### ASSIGNMENT
Go through the entries below. Copy each line in which "park" appears.

------------------------------------------------------------

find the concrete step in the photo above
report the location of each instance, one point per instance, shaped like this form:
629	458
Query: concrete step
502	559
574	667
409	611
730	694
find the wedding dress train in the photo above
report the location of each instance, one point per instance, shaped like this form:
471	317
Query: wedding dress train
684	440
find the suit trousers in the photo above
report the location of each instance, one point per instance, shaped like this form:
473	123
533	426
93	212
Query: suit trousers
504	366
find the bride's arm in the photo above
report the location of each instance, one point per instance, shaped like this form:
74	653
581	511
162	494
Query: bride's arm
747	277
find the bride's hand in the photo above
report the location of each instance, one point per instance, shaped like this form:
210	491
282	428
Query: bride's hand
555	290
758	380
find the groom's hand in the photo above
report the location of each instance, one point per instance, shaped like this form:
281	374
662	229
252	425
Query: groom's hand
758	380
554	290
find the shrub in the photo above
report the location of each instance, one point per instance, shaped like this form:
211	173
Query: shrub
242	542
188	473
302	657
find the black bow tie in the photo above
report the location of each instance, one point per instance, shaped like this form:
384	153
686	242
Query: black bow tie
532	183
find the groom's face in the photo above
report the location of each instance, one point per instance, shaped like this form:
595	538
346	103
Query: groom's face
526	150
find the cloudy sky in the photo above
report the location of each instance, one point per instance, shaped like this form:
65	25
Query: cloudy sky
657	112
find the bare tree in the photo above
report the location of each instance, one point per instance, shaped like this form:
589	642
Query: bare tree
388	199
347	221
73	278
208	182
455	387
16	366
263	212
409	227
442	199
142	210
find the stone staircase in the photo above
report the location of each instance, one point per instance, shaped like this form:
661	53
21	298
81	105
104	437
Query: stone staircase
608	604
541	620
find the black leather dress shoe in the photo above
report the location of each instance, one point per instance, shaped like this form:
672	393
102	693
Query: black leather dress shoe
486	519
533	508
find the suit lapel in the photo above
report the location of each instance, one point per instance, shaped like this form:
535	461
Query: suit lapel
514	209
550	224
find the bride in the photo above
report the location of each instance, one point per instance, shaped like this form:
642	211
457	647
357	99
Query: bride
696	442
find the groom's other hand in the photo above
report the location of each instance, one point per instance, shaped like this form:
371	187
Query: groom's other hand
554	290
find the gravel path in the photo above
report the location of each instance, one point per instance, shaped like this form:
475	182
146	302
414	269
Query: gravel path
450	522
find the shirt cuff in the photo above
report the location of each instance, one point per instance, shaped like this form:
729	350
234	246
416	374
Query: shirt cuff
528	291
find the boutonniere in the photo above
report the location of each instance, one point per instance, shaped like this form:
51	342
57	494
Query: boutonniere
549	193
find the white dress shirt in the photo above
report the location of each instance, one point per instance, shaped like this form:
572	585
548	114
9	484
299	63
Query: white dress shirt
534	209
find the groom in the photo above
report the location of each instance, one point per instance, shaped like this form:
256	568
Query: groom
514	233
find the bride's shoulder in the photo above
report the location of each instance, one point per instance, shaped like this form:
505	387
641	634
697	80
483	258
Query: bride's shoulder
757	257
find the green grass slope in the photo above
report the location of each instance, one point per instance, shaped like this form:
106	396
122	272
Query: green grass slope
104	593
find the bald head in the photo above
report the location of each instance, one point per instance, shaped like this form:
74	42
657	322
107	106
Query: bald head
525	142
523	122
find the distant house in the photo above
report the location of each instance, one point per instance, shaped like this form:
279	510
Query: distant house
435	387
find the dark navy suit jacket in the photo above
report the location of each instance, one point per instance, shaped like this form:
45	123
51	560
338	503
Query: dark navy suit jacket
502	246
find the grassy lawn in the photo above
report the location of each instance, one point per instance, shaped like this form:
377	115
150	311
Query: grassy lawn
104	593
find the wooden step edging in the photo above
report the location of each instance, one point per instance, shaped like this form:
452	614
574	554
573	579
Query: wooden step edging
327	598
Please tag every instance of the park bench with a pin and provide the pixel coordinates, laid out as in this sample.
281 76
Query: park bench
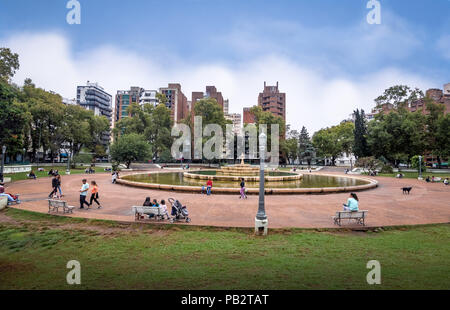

------------------------------------------------------------

### TASK RESPONSE
Please tag every instance of the park bench with a pin and provide the pixel coordinates, laid out as in this sample.
Query: park bench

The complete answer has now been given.